[Dataset records]
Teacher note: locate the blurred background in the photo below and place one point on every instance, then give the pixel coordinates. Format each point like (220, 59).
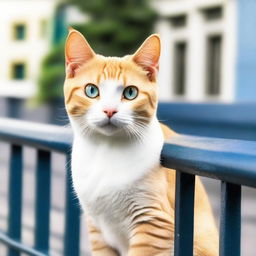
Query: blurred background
(208, 48)
(207, 74)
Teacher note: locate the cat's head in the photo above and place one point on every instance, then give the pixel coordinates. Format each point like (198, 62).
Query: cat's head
(111, 95)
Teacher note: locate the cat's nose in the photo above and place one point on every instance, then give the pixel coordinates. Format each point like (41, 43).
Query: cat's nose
(110, 112)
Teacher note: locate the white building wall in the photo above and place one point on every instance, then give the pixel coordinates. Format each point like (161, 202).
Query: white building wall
(31, 50)
(195, 34)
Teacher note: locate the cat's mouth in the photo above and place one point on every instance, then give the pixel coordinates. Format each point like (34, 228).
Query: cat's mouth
(108, 127)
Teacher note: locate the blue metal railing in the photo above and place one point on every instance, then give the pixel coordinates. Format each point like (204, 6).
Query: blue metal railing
(231, 161)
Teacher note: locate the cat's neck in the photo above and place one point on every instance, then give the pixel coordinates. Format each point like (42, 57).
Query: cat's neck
(110, 165)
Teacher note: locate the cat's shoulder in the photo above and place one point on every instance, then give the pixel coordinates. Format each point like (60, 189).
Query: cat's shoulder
(168, 133)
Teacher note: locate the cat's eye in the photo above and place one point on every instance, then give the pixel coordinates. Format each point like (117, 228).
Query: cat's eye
(130, 92)
(91, 91)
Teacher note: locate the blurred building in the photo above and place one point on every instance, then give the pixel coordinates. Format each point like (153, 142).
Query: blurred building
(25, 28)
(209, 50)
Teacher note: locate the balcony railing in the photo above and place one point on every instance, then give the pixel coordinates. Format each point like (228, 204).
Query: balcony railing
(233, 162)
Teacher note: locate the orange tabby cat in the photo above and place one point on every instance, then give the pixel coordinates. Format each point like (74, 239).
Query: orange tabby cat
(128, 197)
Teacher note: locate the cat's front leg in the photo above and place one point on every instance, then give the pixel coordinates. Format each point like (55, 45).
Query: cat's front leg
(154, 238)
(98, 245)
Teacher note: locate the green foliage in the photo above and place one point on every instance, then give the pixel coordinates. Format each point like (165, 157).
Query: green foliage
(115, 28)
(51, 79)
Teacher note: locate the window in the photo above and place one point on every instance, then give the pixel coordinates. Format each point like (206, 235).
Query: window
(213, 13)
(19, 31)
(18, 71)
(43, 28)
(179, 67)
(213, 65)
(178, 21)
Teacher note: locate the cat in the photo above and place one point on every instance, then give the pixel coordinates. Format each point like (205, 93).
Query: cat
(127, 196)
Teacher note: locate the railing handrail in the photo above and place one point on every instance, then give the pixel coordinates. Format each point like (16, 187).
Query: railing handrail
(228, 160)
(224, 159)
(41, 136)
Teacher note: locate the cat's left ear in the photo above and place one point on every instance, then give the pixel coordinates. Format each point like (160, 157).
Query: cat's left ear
(147, 56)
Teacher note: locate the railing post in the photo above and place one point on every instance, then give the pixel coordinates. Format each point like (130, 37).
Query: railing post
(15, 196)
(42, 201)
(184, 214)
(72, 217)
(230, 219)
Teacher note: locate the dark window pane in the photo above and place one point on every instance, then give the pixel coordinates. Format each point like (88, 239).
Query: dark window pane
(213, 65)
(18, 71)
(179, 67)
(19, 31)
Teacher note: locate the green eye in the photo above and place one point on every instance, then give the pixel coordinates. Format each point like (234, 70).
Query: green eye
(130, 92)
(91, 91)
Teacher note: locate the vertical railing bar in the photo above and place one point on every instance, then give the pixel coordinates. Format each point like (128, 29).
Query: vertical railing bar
(184, 214)
(15, 196)
(230, 219)
(72, 217)
(42, 201)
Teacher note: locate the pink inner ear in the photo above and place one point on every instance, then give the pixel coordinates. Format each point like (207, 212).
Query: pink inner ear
(148, 56)
(77, 52)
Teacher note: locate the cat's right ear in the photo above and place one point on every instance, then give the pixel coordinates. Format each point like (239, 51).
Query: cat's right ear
(77, 52)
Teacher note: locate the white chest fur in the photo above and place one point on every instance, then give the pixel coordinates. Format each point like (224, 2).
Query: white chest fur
(102, 167)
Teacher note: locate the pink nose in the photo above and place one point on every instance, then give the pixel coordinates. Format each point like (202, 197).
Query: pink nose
(110, 112)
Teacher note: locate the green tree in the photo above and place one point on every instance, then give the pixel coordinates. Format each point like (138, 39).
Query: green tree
(114, 28)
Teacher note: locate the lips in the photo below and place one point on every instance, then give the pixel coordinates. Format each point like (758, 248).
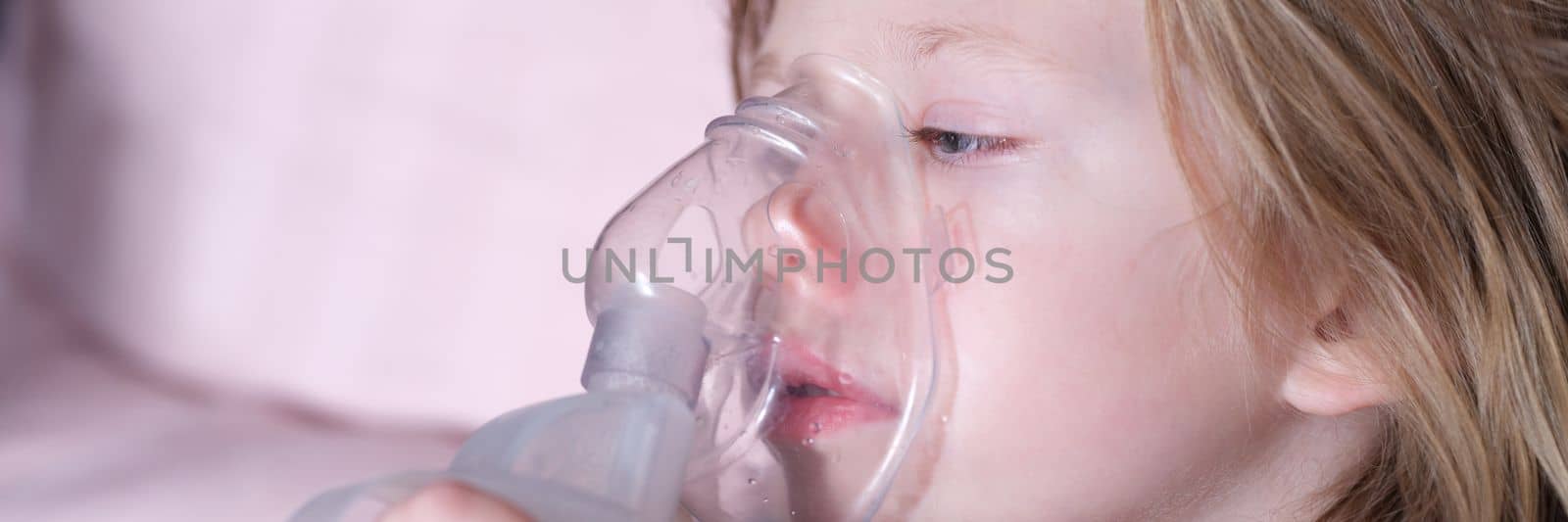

→ DIRECTIONS
How many lines in the records above contain the string "inner"? Reply with the number alone.

→ EXERCISE ANSWER
2